Extrait du document:
- - - - - - -

On espère maintenant que toutes ces questions seront réglées quelque part ce printemps, afin que de premières versions juridiques (en français et en anglais) de l’entente complète soient prêtes en juillet, a expliqué Jean Charest, qui a rappelé avoir été l’un des instigateurs de ce projet de traité de nouvelle génération en 2007. Ensuite, il faudra traduire ces textes juridiques dans les 21 autres langues officielles de l’Union européenne (UE), ce qui devrait nécessiter de six à huit mois de plus. Ce n’est qu’après ce travail, soit « pas avant la première partie de 2015 », qu’un éventuel traité pourrait être soumis aux élus des deux côtés de l’Atlantique en vue de sa ratification.

Sautes d’humeur

Il ne devrait pas être trop difficile d’obtenir le feu vert des parlements canadien et provinciaux, estime Jean Charest, qui est aujourd’hui associé au sein de la firme d’avocats McCarthy Tétrault. « Ici, du côté canadien, c’est relativement simple. À notre grand étonnement, la totalité des provinces est d’accord. »

Mais l’affaire pourrait être plus compliquée en Europe, a-t-il expliqué. Négocié par la Commission européenne, qui agit, depuis Bruxelles, comme pouvoir exécutif de l’Union européenne, l’éventuel traité devra d’abord être accepté par les gouvernements des 28 pays membres, avant d’être soumis, pour la première fois en vertu de nouvelles règles européennes, au vote des députés du Parlement européen basé à Strasbourg. La Commission européenne ne croit pas, par ailleurs, qu’on devra aussi aller devant les parlements nationaux de chaque pays.

On ne sait pas comment l’AECG serait reçu par les membres du Parlement européen qui retourneront devant les électeurs au mois de mai, a commenté Jean Charest. Ce que l’on sait, dit-il, c’est que l’humeur en Europe, ces temps-ci, est plutôt au repli sur soi. « Les élections en France sont un reflet du sentiment que nous retrouvons en Europe, avec une poussée vers la droite. C’est une chose que nous surveillons de très près », a-t-il dit des élections municipales françaises, dont c’était le premier tour ce week-end et où les candidats d’extrême droite du Front national ont fait une grande avancée.

- - - - - - -

Entrées:
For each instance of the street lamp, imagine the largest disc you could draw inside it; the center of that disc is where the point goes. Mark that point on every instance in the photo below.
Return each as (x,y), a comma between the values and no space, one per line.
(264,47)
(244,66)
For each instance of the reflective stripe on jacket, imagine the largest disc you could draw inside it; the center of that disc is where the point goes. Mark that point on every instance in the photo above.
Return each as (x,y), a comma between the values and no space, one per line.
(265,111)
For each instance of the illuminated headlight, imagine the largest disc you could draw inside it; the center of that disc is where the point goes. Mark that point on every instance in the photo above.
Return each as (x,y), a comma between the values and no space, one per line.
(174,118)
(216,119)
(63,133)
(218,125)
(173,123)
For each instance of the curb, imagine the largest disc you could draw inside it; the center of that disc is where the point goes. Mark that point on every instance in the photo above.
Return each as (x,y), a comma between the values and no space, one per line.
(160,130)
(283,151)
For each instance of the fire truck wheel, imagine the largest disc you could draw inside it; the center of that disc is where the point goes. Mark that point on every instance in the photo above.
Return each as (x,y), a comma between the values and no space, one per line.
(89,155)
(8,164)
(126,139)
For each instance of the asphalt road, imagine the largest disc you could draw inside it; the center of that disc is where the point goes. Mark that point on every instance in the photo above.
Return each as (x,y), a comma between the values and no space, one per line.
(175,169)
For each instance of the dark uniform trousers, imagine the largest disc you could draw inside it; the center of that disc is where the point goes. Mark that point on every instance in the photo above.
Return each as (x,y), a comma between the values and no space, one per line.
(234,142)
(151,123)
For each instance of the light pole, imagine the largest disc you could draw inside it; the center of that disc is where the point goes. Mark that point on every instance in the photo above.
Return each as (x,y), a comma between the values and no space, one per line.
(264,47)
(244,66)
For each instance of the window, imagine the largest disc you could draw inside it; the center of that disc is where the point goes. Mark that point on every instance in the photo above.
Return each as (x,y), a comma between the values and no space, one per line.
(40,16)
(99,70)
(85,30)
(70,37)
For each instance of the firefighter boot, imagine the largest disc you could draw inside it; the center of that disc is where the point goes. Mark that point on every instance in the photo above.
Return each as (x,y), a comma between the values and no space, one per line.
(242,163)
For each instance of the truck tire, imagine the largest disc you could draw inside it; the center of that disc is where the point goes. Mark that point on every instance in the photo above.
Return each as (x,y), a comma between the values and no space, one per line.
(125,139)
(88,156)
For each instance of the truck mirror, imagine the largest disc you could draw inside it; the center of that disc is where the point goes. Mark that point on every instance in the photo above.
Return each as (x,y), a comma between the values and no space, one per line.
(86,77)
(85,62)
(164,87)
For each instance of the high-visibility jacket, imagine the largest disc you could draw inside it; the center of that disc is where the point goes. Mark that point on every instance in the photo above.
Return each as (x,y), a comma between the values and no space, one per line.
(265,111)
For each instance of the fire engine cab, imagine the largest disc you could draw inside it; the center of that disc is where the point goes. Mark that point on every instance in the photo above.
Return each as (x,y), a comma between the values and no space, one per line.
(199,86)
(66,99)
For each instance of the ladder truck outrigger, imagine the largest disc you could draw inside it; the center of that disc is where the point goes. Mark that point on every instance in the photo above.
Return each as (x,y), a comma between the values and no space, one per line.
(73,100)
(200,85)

- - - - - - -

Travail demandé:
[1] Dans l'extrait sur l'accord entre le Canada et l'Union européenne, reformulez en liste le paragraphe qui commence par « Mais l'affaire pourrait être plus compliquée en Europe ». Conservez-en les faits principaux.
[2] Poursuivez l'extrait sur l'accord entre le Canada et l'Union européenne après sa dernière phrase.

Réponses:
[1]
- Selon Jean Charest, la ratification pourrait être plus compliquée en Europe.
- L'éventuel traité est négocié par la Commission européenne, qui agit depuis Bruxelles comme pouvoir exécutif de l'Union européenne.
- Il devra d'abord être accepté par les gouvernements des 28 pays membres.
- Il sera ensuite soumis au vote des députés du Parlement européen, basé à Strasbourg. Ce sera une première, en vertu de nouvelles règles européennes.
- La Commission européenne ne croit pas qu'il faudra aussi passer devant les parlements nationaux de chaque pays.

[2]
Le mot d’ordre que se sont donné les négociateurs et les gouvernements dans ce contexte est d’aller le plus vite possible dans la conclusion et la ratification d’une entente. « Plus long est le processus, plus grand est le risque d’imprévus. »

Une réponse à la Chine

De ce point de vue, les partisans de l’AECG sont relativement bien servis par le contexte international, a estimé l’ancien chef libéral qui ne s’est permis que quelques petites allusions amusées aux élections québécoises en cours et qui a ensuite fui les questions des journalistes par la porte des cuisines. Il a admis que les autorités européennes pourraient décider de remettre à plus tard la conclusion de leurs discussions avec le Canada en attendant la conclusion d’autres négociations mises en branle avec les États-Unis. Il pense toutefois qu’on préférera faire le contraire, afin de pouvoir s’appuyer sur le précédent canado-européen face aux Américains.

La montée en force de la Chine constitue aussi, selon lui, une puissante incitation, pour les économies occidentales, à ne pas laisser à d’autres le soin de fixer les futures normes commerciales internationales.

L’extrême tension entre la Russie et l’Ukraine, et le risque qu’elle fait notamment peser sur l’approvisionnement en gaz naturel de l’Europe de l’Ouest, n’est qu’une raison de plus de resserrer les liens transatlantiques.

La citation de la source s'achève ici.